▶ _REQUIRED WORK_
What you produce should match the records exactly, line for line.

▶ _SUPPLIED RECORDS_
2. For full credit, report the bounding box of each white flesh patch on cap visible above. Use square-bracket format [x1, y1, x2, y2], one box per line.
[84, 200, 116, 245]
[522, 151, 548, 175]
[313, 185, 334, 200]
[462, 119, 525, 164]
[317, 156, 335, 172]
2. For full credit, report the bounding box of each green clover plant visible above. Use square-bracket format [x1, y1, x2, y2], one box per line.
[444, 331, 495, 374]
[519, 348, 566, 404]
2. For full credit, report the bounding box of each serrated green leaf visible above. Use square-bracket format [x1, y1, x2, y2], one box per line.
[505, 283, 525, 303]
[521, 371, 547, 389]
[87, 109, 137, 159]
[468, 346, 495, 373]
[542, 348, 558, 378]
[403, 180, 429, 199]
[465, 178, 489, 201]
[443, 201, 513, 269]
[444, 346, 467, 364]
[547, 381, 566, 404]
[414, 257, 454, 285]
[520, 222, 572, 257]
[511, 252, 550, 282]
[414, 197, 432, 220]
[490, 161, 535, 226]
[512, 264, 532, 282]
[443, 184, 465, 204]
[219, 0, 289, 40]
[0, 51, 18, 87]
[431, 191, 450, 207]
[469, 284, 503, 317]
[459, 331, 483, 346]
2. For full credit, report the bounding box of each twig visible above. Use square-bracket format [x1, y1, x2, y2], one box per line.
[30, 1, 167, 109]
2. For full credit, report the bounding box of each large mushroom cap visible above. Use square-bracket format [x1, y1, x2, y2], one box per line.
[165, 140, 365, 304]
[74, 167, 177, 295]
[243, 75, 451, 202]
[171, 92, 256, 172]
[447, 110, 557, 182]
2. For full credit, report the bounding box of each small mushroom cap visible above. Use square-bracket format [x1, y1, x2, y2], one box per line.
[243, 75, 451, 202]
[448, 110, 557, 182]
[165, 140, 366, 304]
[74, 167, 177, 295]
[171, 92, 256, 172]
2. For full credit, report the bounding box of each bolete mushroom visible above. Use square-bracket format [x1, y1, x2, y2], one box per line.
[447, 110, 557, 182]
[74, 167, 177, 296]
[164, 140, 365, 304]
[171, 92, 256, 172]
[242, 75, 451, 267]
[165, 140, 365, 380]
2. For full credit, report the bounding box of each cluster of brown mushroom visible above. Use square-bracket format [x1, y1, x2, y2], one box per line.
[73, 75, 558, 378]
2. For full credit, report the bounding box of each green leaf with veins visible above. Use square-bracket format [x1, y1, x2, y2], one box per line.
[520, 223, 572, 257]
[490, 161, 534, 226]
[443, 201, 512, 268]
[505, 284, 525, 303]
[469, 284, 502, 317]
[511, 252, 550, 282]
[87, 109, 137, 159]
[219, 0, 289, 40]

▶ _SOLVED EXERCISE_
2. For full credit, report the bounding box of each white flesh patch on cap visible above. Use square-bracket format [x1, y1, x2, y2], one box per line.
[84, 200, 116, 245]
[522, 151, 548, 175]
[313, 185, 334, 200]
[462, 119, 525, 164]
[317, 156, 335, 172]
2. For full credit, report the bounding box of each green clover plant visible above. Use square-bracket format [x1, y1, x2, y2], one box per line.
[444, 331, 495, 374]
[519, 348, 566, 404]
2. For full credit, report the bounding box of each serrated green leaf visible above. Use square-bracket format [x1, y1, x2, y2], one box per line.
[505, 283, 525, 303]
[521, 371, 547, 389]
[87, 109, 137, 159]
[468, 346, 495, 373]
[542, 348, 558, 378]
[403, 180, 429, 199]
[465, 178, 489, 201]
[443, 201, 513, 269]
[444, 346, 467, 364]
[547, 381, 566, 404]
[414, 257, 454, 285]
[520, 222, 572, 257]
[511, 252, 550, 282]
[414, 197, 432, 220]
[490, 161, 535, 226]
[512, 264, 532, 282]
[443, 184, 465, 204]
[219, 0, 289, 40]
[0, 51, 18, 87]
[431, 191, 450, 207]
[469, 284, 503, 317]
[459, 331, 483, 346]
2. For full credit, report the bounding box of each twig visible above. Use square-bracket format [x1, y1, x2, y2], one box per line.
[30, 1, 167, 109]
2. For full credit, report the bounding box of each large mushroom cap visible above. Use square-bracket format [x1, y1, x2, y2], one box per line.
[165, 140, 365, 304]
[74, 167, 177, 295]
[243, 75, 451, 202]
[171, 92, 256, 172]
[447, 110, 557, 182]
2. For full credit, report the bounding box of each small mushroom cap visible above. Use square-bracket format [x1, y1, x2, y2], one box per line.
[243, 75, 451, 202]
[448, 110, 557, 182]
[165, 140, 366, 304]
[74, 167, 177, 295]
[171, 92, 256, 172]
2. For full credit, report the bounding box of each bolete mushroom visible above. Use square-bracket format [x1, y1, x2, y2], one box per line.
[447, 110, 557, 182]
[74, 167, 177, 296]
[164, 140, 365, 304]
[171, 92, 256, 172]
[242, 75, 451, 267]
[165, 140, 365, 380]
2. For full credit, report the bounding box of each cluster of brown mushroom visible above. Use square-bracket format [x1, y1, x2, y2], one box per line.
[73, 75, 558, 378]
2. For full credit, report the bounding box of each green leaf with veins visible above. Use square-bracket format [x1, y1, x2, y2], one box per line.
[520, 223, 572, 257]
[490, 161, 534, 226]
[443, 201, 512, 268]
[505, 284, 525, 303]
[469, 284, 502, 317]
[511, 252, 550, 282]
[87, 109, 137, 159]
[219, 0, 289, 40]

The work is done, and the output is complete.